JOB 1
Output the passage of the wedding essay between "Therefore, that day" and "up with me.", inclusive.
JOB 2
According to the wedding essay, in which church did the wedding take place?

Making the Grade: Vintage 2298


On Nov. 5, 2005, I married Mike Wallace, the best man I have ever known. At the time, Mike was 46, and I was almost 43. So long before our wedding day arrived, most of our family and friends had probably given up on ever seeing either of us get married

Therefore, that day at Orr Street Baptist Church, my home church, when Brother George Stewart, my favorite minister of all time, announced, “May I present to you Mr. and Mrs. Mike Wallace,” the applause was joyous and quite loud.

My sweet Mama and Daddy were on the front pew, applauding and crying, but hopefully from happiness and not from the relief of finally unloading me. My sweet husband later quipped, “Your Daddy was glad that he wouldn’t have to drive over to LaGrange the next time you had car trouble.” No, that baton had passed to my new husband, who still enjoys teasing me.

My Mike is a wonderful, loving, supportive man. And being married to me isn’t easy; he’s probably earning jewels in his crown by just putting up with me.

SUPPLIED INFORMATION
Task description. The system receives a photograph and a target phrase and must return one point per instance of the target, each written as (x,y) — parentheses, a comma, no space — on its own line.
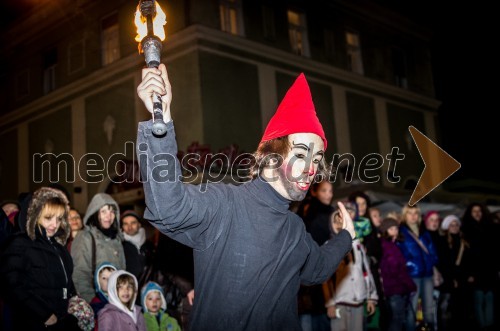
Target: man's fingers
(155,71)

FULL ANSWER 1
Therefore, that day at Orr Street Baptist Church, my home church, when Brother George Stewart, my favorite minister of all time, announced, “May I present to you Mr. and Mrs. Mike Wallace,” the applause was joyous and quite loud.

My sweet Mama and Daddy were on the front pew, applauding and crying, but hopefully from happiness and not from the relief of finally unloading me. My sweet husband later quipped, “Your Daddy was glad that he wouldn’t have to drive over to LaGrange the next time you had car trouble.” No, that baton had passed to my new husband, who still enjoys teasing me.

My Mike is a wonderful, loving, supportive man. And being married to me isn’t easy; he’s probably earning jewels in his crown by just putting up with me.

FULL ANSWER 2
Orr Street Baptist Church